# START OF Quoted passage

Unlike stated by the All India Muslim Personal Law Board(AIMPLB) or the Rashtriya Adivasi Ekta Parishad ( a group that claims to represent interests of 11 crore tribals) that implementing UCC will hamper India’s secularism [1,2], UCC will in turn eliminate discrimination on the basis of religion.
What the opponents of UCC fail to understand is that their very argument is fallacious and self-contradictory as secularism means equal treatment of all religions by the state.
In an affidavit filed in court, AIMPLB said, ” … it is the issue of freedom of conscience guaranteed under the Article 25 and 26 read with Article 29 of the constitution” [1]
It seems that they’re disoriented as Article 25 (freedom of conscience and free propagation of religion) and Article 26(freedom to manage religious affairs) are “subject to public order, morality and health. The right to practice religion is disparate from the individual rights relating to inheritance, marriage or divorce.
Through UCC, circumscriptions or barring of practices such as witchcraft, superstition, child marriage, prohibitions against window remarriage, polygamy, polyandry, triple talaq, Maitri Karar in Gujarat, Natha Pratha in Rajasthan’s Bhil community will distemper gender injustice. Women are grossly discriminated in the name of religion. One definitive example is of a legally married wife who filed a bigamy suit under CPC Section 494 in Ahmedabad as her husband had entered a liaison in the name of Maitri Karar (A Gujrati social custom of keeping mistresses by circumventing Hindu Marriage Act)[3].
As far as the Muslims are concerned, I would like to quote a verse of Quran which is sacred law of the Muslims –
” And if ye fear that ye will not deal fairly by the orphans, marry women who seem good to you, two or three or four and if ye fear that ye cannot do justice (to so marry) then one(only) or (the captives) that the right hand possess. Thus, it is more likely that ye will not do.”

# END OF Quoted passage
# START OF Provided records

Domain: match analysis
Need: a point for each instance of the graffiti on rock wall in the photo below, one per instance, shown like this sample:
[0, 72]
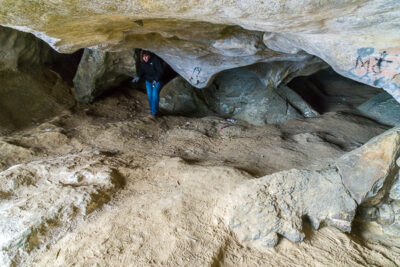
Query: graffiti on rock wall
[379, 68]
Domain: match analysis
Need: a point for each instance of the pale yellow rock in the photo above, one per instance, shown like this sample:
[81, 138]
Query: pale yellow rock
[358, 38]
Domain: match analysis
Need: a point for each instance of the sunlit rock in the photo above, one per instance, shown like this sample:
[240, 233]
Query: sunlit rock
[41, 199]
[359, 39]
[369, 170]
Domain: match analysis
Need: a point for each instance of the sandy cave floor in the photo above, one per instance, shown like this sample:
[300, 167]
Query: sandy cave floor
[176, 172]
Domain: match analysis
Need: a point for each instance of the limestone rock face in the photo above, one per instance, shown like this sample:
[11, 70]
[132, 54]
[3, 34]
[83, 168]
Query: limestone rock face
[18, 49]
[383, 108]
[239, 93]
[180, 97]
[100, 70]
[359, 38]
[369, 170]
[275, 204]
[29, 91]
[41, 199]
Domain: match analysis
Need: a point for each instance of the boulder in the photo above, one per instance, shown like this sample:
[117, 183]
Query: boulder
[41, 199]
[99, 70]
[359, 39]
[29, 91]
[276, 204]
[369, 170]
[239, 93]
[383, 108]
[179, 97]
[18, 49]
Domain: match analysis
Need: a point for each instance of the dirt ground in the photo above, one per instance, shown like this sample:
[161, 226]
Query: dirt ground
[177, 171]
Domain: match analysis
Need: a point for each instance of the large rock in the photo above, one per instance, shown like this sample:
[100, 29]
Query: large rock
[359, 39]
[239, 93]
[368, 171]
[18, 49]
[277, 203]
[41, 199]
[383, 108]
[29, 91]
[179, 97]
[99, 70]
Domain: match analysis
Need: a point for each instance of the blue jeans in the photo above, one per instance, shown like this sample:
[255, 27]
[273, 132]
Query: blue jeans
[153, 95]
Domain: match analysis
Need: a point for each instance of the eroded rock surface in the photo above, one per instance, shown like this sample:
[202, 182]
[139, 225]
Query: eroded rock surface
[41, 199]
[276, 205]
[100, 70]
[383, 108]
[359, 39]
[368, 169]
[29, 91]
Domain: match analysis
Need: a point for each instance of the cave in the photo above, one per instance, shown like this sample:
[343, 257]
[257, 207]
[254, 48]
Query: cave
[277, 140]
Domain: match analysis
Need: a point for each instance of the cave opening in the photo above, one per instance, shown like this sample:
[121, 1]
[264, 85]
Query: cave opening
[75, 129]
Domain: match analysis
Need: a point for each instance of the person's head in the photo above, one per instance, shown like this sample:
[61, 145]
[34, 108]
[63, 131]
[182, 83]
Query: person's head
[146, 55]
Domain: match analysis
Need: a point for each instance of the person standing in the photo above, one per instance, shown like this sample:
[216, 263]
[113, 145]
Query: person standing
[151, 69]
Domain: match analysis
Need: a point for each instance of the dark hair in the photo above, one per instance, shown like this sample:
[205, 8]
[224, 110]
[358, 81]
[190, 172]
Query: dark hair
[144, 53]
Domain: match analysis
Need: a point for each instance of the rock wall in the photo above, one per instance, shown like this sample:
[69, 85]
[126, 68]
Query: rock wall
[358, 38]
[29, 91]
[99, 70]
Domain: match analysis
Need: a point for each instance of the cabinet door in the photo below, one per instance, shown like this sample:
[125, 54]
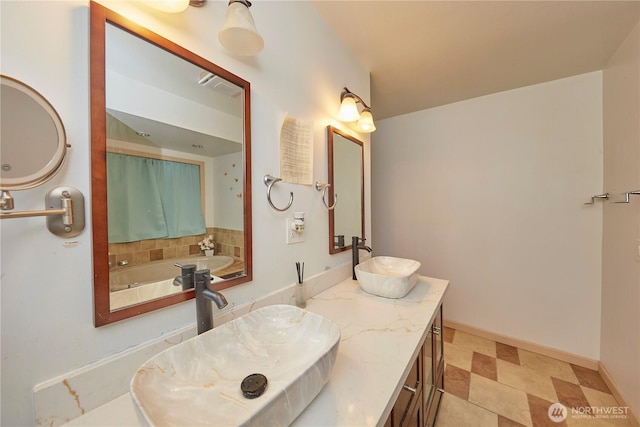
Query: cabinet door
[438, 347]
[406, 411]
[427, 367]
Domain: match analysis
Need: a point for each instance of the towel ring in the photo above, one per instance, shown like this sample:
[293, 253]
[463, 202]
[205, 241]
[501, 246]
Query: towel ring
[269, 180]
[320, 186]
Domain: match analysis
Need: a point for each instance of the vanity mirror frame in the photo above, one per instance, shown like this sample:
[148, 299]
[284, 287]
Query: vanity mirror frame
[100, 17]
[331, 131]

# END OF Provided records

• **Required actions**
1. Name every article of the constitution that the opinion piece on the Uniform Civil Code cites.
2. Continue the opinion piece on the Uniform Civil Code from the point where it ends, after the quoted verse.

• **Per-task outputs**
1. Article 25, Article 26, Article 29

2.
It is clear that the Quran only permits, does not enjoin polygamy and that too only in those cases where the man finds it impossible to safeguard the interests of widows and orphans. If the man doesn’t feel confident of treating all the wives equally without discriminating against any of them, he should have only one. Is it possible for a man to give equal love and affection to all four wives ? It is quite impossible. Therefore the arbitrary power of the Muslim husband to have more than one wife has been controlled almost in all the Muslim countries[4]. If Turkey, Egypt and Pakistan have reformed Muslim Personal law, why should Indian Muslims fall behind?
And yes, does Rashtriya Adivasi Ekta Parishad(RAEP) look after the interest of tribal men and not women?
Isn’t Dr. Surajmani Stella Kujur vs Durga Charan Hansdah case[5] a classic exposition of male chauvinism in alliance with religious conservatism?
Not to mention Shah Bano case 1978 where the appellant was denied the right to maintainence. Similarly, I see pro-male rules in Section 10(A) of the Christian Divorce Law that makes the separation period of two years mandatory for mutual divorce whereas in other statutes, the requirement of separation is one year. Also the Succession Act 1925 gives Christian mothers no right in property of the deceased kids[6].
The right to equality of the Fundamental Rights of the constitution speaks of equal protection of the laws, regardless of race, class, religion or gender. So, implementation of UCC will entail safeguarding of this basic fundamental right.
Why is it difficult to have a UCC?
Ignorance amongst the mass is the cardinal factor. When the RAEP claimed that the tribals had their own personal laws and do not come in the category of Hindus[2] , it was easily understood that they failed to comprehend what UCC is. UCC is being perceived as the imposition of the Hindu code and procedures, and as result of this erroneous religious ideologue amongst the minorities, a rational debate on its implementation has become an arduous task (It’s mainly due to over-zealous bhakts waving the UCC flag quite mindlessly).
It will do away not only with Muslim Personal Law or Christian Law or any other tribal law but all other laws on the statute books that grant legal sanctity to unique practices (read: mal-practices :P) of the diverse communities of India.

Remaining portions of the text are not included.